■ Task input
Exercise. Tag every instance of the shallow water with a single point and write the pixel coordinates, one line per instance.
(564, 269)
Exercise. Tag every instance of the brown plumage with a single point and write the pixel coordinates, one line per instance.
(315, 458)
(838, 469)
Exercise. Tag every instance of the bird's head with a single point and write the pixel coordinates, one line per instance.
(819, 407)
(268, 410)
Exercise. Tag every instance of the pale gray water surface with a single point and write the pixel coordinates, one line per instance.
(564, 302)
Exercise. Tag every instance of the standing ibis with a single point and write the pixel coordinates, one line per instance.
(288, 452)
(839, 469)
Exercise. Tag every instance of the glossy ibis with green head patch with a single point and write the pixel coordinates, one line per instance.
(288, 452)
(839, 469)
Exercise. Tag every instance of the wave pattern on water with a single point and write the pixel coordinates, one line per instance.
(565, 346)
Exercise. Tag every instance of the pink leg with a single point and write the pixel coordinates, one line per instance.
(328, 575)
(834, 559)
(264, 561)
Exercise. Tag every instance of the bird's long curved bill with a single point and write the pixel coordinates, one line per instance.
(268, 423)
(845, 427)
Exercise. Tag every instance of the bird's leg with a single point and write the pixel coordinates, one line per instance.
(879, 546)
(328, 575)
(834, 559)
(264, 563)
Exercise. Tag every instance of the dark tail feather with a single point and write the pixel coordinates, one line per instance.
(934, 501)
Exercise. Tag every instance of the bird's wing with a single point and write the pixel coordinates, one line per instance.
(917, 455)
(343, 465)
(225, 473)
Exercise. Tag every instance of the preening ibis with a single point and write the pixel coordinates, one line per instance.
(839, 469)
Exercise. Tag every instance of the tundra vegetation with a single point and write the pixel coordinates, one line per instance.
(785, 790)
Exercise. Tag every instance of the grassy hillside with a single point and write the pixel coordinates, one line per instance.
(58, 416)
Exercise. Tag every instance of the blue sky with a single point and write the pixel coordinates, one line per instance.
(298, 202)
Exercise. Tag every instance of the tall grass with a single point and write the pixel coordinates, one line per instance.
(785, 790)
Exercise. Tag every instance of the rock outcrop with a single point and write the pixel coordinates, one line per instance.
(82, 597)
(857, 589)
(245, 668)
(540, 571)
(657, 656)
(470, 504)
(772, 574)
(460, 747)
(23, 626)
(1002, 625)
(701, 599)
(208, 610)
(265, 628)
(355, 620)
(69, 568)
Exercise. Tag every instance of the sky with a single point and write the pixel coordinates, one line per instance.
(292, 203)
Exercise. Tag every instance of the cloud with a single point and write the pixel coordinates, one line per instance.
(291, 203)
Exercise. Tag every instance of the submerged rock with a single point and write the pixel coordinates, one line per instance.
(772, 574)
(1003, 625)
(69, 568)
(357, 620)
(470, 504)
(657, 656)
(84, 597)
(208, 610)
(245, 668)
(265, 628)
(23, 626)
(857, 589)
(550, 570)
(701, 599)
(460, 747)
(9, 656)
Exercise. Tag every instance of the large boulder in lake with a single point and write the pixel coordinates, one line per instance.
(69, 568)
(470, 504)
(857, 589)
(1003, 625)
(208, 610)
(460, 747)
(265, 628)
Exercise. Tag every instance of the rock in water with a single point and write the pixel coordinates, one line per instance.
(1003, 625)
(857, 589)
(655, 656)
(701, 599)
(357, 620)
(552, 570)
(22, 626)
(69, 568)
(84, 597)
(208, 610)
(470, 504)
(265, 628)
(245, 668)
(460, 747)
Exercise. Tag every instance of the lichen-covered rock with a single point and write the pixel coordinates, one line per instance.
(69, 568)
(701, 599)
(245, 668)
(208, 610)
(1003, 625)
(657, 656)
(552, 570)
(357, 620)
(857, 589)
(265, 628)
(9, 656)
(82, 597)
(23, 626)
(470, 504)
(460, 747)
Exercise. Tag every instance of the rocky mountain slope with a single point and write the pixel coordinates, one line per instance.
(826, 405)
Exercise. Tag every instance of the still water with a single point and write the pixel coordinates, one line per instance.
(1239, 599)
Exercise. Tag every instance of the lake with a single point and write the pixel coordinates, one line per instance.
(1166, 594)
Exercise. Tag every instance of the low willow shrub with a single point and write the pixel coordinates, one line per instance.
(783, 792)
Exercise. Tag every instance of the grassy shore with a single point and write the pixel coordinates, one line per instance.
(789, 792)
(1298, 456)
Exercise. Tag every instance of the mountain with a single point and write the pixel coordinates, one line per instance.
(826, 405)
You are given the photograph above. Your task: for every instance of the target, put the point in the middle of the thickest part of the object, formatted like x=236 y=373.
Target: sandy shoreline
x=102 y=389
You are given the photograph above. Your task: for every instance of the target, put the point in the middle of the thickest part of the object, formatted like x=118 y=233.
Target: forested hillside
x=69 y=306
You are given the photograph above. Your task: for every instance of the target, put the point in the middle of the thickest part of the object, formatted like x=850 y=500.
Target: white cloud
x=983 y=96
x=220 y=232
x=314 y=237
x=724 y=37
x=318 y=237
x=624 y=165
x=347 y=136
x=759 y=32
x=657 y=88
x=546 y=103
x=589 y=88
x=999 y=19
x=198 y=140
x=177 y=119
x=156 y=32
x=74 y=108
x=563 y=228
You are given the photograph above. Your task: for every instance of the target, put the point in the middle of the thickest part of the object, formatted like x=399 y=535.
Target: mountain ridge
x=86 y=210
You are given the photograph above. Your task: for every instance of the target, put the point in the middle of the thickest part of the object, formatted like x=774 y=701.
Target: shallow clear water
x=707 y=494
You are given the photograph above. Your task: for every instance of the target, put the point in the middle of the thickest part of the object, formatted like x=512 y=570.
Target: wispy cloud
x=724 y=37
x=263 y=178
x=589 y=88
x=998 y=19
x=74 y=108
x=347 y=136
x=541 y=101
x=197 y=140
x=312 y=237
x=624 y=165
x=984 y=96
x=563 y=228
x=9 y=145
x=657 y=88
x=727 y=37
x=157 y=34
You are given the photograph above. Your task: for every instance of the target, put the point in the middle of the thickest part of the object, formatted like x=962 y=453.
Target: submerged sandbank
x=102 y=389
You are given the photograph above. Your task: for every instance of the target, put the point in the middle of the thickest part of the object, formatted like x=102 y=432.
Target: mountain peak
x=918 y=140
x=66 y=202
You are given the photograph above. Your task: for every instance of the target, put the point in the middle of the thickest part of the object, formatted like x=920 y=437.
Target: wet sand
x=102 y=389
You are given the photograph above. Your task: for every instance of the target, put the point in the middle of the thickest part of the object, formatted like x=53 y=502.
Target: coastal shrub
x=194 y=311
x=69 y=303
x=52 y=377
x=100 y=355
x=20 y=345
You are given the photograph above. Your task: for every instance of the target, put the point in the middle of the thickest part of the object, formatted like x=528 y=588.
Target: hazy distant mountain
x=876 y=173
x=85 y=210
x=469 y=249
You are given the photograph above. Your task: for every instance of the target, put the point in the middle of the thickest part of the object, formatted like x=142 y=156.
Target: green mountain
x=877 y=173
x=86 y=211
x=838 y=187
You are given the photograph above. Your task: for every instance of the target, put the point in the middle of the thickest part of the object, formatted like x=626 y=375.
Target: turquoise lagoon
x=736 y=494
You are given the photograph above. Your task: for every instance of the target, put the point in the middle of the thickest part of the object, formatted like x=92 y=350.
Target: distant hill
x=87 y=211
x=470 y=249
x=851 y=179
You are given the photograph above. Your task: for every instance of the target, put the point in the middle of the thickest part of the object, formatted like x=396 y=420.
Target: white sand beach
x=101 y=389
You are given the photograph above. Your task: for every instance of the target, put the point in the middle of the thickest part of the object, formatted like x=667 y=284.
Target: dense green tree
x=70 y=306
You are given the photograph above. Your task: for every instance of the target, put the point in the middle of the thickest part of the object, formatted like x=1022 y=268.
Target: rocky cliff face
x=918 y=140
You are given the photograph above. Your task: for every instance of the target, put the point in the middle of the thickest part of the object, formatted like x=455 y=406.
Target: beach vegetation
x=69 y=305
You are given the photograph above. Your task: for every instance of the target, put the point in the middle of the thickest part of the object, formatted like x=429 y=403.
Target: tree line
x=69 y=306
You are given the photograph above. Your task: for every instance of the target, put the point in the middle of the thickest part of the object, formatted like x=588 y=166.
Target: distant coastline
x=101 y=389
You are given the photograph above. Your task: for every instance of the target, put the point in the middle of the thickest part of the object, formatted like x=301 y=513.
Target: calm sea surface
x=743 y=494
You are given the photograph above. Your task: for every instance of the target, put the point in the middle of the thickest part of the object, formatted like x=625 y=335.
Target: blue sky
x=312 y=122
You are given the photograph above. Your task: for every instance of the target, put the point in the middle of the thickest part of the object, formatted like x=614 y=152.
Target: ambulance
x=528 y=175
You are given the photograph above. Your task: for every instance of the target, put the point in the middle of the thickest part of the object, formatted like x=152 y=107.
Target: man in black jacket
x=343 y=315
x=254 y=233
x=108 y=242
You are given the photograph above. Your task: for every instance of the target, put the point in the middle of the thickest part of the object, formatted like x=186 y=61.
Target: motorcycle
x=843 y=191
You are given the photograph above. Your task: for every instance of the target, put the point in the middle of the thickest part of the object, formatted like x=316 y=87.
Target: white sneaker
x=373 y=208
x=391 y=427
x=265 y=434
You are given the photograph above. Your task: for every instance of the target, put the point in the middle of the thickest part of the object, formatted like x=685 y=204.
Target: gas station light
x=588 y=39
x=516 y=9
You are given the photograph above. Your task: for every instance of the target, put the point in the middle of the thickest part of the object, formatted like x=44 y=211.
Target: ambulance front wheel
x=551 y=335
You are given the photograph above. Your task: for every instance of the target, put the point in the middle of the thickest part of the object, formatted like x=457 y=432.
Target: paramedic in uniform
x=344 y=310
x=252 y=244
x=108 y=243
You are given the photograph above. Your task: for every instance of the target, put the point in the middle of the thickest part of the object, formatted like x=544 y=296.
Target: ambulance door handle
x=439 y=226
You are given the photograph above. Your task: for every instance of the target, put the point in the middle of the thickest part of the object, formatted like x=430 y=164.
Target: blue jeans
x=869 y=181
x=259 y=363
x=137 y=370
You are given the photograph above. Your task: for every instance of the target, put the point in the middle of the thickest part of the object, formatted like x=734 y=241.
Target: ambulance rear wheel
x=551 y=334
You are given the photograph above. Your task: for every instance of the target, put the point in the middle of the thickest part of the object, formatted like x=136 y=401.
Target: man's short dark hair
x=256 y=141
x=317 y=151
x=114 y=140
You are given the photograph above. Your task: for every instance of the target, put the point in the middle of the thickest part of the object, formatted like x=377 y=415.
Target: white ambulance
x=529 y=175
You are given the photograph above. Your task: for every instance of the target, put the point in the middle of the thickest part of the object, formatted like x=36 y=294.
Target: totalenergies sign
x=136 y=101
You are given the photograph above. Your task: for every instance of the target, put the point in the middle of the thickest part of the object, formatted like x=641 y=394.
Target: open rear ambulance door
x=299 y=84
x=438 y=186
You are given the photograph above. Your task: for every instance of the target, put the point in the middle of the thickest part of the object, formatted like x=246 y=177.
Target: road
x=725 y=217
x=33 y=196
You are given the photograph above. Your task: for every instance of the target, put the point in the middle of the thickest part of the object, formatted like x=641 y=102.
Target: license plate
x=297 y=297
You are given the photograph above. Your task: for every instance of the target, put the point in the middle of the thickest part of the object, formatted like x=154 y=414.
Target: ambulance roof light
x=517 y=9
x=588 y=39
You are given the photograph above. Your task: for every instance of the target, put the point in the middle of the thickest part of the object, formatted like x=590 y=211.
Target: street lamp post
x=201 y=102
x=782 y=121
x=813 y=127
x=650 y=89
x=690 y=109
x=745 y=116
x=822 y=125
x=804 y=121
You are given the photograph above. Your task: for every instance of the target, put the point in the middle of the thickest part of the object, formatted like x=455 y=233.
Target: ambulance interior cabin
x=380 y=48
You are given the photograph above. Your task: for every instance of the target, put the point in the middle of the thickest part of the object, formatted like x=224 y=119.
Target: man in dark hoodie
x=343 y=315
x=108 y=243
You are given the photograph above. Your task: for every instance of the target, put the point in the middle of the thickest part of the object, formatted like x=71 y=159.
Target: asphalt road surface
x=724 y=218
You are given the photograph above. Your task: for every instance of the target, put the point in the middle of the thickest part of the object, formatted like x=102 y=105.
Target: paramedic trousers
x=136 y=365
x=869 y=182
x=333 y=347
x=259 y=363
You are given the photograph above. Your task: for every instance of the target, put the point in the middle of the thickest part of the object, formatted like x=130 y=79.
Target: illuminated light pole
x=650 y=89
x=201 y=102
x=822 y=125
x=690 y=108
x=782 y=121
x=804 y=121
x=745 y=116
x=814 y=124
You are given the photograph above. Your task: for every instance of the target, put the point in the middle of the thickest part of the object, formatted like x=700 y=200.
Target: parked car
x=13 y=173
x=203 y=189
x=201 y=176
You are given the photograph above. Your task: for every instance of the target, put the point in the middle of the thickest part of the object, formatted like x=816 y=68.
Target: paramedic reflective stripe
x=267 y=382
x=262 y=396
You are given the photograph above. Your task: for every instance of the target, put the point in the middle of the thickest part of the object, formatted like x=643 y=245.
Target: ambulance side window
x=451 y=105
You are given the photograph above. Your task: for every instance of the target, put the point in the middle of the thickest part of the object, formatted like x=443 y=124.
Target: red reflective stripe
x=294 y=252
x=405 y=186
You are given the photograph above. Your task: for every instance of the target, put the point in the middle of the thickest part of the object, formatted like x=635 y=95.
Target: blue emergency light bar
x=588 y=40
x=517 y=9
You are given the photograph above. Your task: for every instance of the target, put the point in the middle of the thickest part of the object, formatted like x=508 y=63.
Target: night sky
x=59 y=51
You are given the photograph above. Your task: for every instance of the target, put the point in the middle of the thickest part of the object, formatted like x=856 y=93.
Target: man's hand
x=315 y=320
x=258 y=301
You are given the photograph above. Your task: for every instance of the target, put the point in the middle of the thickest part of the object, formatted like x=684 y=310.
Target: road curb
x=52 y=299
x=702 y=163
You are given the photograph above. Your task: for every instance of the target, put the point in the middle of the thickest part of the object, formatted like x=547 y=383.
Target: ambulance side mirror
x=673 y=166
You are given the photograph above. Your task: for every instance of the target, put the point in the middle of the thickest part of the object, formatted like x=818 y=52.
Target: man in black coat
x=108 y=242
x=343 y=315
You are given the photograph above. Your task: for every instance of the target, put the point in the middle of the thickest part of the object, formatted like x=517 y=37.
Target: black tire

■ What needs to be done
Exactly the lines above from the one with "Target: open rear ambulance door" to the one with "like x=590 y=211.", both included, are to be quoted; leave the rest out.

■ Answer below
Target: open rear ambulance door
x=299 y=84
x=438 y=186
You are given the photograph above. Your task: for every instance of the target, put the point in the middle of the thickest part of the object, formatted like x=246 y=177.
Target: road
x=725 y=217
x=33 y=196
You are given the photograph above. Your task: for every instance of the target, put the point in the middle of the thickest part of the object, formatted like x=641 y=102.
Target: license plate
x=297 y=297
You are given the photograph above. Your task: for every instance of the target, put the point in the middle of the thickest part of the object, formatted like x=154 y=414.
Target: ambulance roof light
x=517 y=9
x=588 y=39
You are given the photograph above. Your task: for every instance of the target, put the point in the middle of the thickest part of the object, formatted like x=590 y=211.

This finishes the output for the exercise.